Extract: Begin
The clincher however is in the parentheses. Wood notes that “This extra data on younger teenagers was provided to the FDA in the latest application by the company.” That would be the company that makes the drug. Oh, the company chieftains who made that data available, and who sign the paychecks of the company’s scientists and lab technicians, they must be disinterested observers on the subject. And, to be sure, some of those scientists at the FDA may be thinking of going to work at a giant pharmaceutical company in the future too. When science meets politics, no one is pristine.

Sr. Mary Ann Walsh of the USCCB, in her blog post on the subject, concludes:

After she announced her veto Sebelius was criticized for making a political decision which might please the Catholic vote. This decision would be more apt to please the parent and grandparent vote. People with pre-adolescent and adolescent children probably hope their offspring are not sexually active. They certainly hope they aren’t secretly self-medicating with anything as serious as Plan B.

I am sure there are instances in which, because of incest or other familial problems, a child might want to keep the fact that they have become sexually active a “secret.” I also know that we have age of consent laws that are based on the correct assumption that a child is not in a position to consent to sex and we charge those who have sex with children with statutory rape. I wonder if any of the studies Wood cites, or which the company produced, examined this question: Would allowing a child who has been raped, who may well feel ashamed even though she has nothing about which to be ashamed, to secretly self-medicate not be a pedophiles dream? “Here little girl – take this.” The requirement that a child get a prescription for Plan B may delay the use, and therefore the effectiveness, of the drug. Let’s stipulate that. But, it also makes the intervention of an adult imperative. And that adult can ask important questions: What happened? Why did you engage in sex? Have you thought about the consequences? Were you forced to do this? I am no scientist, but it is my understanding that science proceeds by asking difficult questions.

I hope the White House conducts some polling on this issue. For several days now, the liberal blogosphere and the editorial pages of left-leaning publications have been beating up on Sebelius and President Obama over this decision. Women’s advocacy groups are in high dudgeon. But, my hunch is that all that sound and fury does not carry over outside the Beltway. I suspect most people would agree with the President’s common sense approach, as a parent, to this issue. As one person wrote in a letter to the editor of the Post, “As a feminist, I was disappointed to read of the decision by the Department of Health and Human Services not to allow emergency contraception over the counter for minors [“Wider access to Plan B is rejected,” Dec. 8]. But my parental instincts kicked in when I read that advocates thought the morning- after pill should be available to girls as young as 11. I have a pretty mature sixth-grader, but I know that if she were to need Plan B tomorrow, it would be because she was raped. I’m no prude, but I think activists are shooting themselves in the foot when they advocate for sexual freedom for 11-year-olds. From what I observe, 11-year-old girls want to steer clear of boys — whom they view as immature, gross and disruptive.”

White House political alert: The advocates who make their living by advocating orthodoxy on any given issue do not reflect the broad center of the electorate. They dominate the blogs not the swing states. Remember this when you consider other issues like the need to broaden conscience exemptions. Common sense is still the guiding star for most Americans, not the rantings of a few advocates whose biases are as obvious as the fact that, well, twelve year olds should need an adult to get Plan B.
Extract: End
--- Problems and tasks ---
a) Reproduce the Plan B column word for word, from "The clincher however" down to "one is pristine.".
b) Translate this sentence from the Plan B column into Spanish: "When science meets politics, no one is pristine."
These records come from a source separate from the text.
Information given: Begin
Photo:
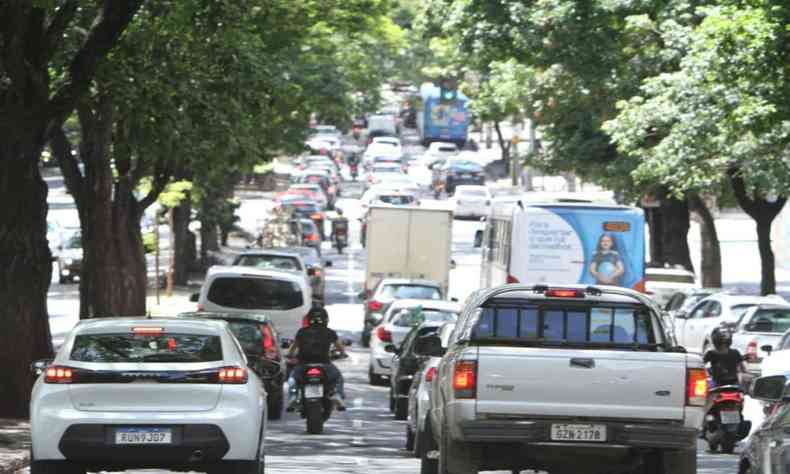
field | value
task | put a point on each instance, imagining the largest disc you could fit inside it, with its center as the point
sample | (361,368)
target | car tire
(401,408)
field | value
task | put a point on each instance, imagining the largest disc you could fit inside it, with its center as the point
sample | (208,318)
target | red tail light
(465,379)
(696,387)
(56,374)
(232,375)
(751,352)
(430,374)
(383,334)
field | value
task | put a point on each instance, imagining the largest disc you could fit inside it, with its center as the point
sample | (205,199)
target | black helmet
(317,317)
(721,338)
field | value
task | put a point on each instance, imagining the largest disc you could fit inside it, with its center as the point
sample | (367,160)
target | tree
(31,105)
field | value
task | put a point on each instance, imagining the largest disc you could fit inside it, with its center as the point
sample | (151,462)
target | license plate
(313,391)
(143,436)
(579,433)
(729,417)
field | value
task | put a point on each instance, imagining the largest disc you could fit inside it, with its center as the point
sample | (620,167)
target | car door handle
(583,363)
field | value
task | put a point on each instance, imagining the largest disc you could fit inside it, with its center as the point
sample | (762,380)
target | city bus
(563,241)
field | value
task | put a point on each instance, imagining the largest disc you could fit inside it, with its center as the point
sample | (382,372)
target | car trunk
(581,383)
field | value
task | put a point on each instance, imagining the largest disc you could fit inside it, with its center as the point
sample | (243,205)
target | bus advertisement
(565,244)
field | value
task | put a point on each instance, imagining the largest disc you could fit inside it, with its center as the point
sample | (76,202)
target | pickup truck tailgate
(581,383)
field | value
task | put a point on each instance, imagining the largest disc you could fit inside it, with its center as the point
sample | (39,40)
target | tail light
(465,379)
(57,374)
(383,335)
(696,387)
(232,375)
(430,374)
(751,352)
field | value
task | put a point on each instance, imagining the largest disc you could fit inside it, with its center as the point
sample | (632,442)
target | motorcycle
(724,424)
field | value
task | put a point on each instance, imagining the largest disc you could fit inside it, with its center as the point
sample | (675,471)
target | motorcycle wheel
(314,416)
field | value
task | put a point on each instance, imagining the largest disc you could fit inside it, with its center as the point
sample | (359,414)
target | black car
(261,344)
(457,171)
(405,363)
(768,449)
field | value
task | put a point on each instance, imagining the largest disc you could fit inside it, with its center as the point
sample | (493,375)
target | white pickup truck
(566,379)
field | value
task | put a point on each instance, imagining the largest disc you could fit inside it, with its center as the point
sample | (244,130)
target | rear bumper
(619,434)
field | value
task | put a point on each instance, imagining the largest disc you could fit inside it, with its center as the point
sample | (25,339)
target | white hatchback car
(134,393)
(284,296)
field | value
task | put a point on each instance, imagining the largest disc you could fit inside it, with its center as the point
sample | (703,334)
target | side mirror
(430,346)
(769,389)
(38,367)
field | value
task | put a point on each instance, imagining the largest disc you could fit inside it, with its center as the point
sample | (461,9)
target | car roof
(171,325)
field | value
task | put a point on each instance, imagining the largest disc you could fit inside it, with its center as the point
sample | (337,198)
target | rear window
(414,292)
(146,348)
(557,324)
(415,316)
(273,262)
(255,293)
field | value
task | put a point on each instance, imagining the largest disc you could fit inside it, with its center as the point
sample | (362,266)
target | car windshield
(146,348)
(410,291)
(255,293)
(415,316)
(273,262)
(775,321)
(591,325)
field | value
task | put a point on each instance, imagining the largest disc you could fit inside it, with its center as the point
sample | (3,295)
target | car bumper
(619,434)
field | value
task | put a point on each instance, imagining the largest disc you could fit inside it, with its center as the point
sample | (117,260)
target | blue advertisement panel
(587,245)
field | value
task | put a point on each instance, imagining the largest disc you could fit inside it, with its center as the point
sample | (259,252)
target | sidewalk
(14,445)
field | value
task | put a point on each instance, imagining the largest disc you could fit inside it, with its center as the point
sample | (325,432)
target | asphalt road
(365,438)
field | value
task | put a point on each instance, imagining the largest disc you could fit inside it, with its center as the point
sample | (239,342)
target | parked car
(406,362)
(284,297)
(693,330)
(420,395)
(393,330)
(661,283)
(105,402)
(472,201)
(261,344)
(378,300)
(70,258)
(761,326)
(767,450)
(551,378)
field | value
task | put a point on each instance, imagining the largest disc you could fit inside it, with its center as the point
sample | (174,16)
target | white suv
(285,297)
(134,393)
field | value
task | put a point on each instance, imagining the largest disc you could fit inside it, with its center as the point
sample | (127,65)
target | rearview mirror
(769,389)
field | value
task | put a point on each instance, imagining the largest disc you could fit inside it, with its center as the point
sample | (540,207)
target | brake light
(751,352)
(465,379)
(430,374)
(232,375)
(383,334)
(561,293)
(696,387)
(55,374)
(147,331)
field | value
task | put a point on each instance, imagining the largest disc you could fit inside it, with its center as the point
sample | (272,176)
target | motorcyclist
(311,346)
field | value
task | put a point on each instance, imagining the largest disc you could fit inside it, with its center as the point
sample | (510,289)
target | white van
(284,297)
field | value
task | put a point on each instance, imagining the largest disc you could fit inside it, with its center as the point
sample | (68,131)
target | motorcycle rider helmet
(318,317)
(721,338)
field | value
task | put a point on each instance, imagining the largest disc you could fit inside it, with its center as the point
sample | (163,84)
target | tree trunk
(711,250)
(763,211)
Information given: End
--- Per-task answers ---
a)
The clincher however is in the parentheses. Wood notes that “This extra data on younger teenagers was provided to the FDA in the latest application by the company.” That would be the company that makes the drug. Oh, the company chieftains who made that data available, and who sign the paychecks of the company’s scientists and lab technicians, they must be disinterested observers on the subject. And, to be sure, some of those scientists at the FDA may be thinking of going to work at a giant pharmaceutical company in the future too. When science meets politics, no one is pristine.

b) Cuando la ciencia se encuentra con la política, nadie es inmaculado.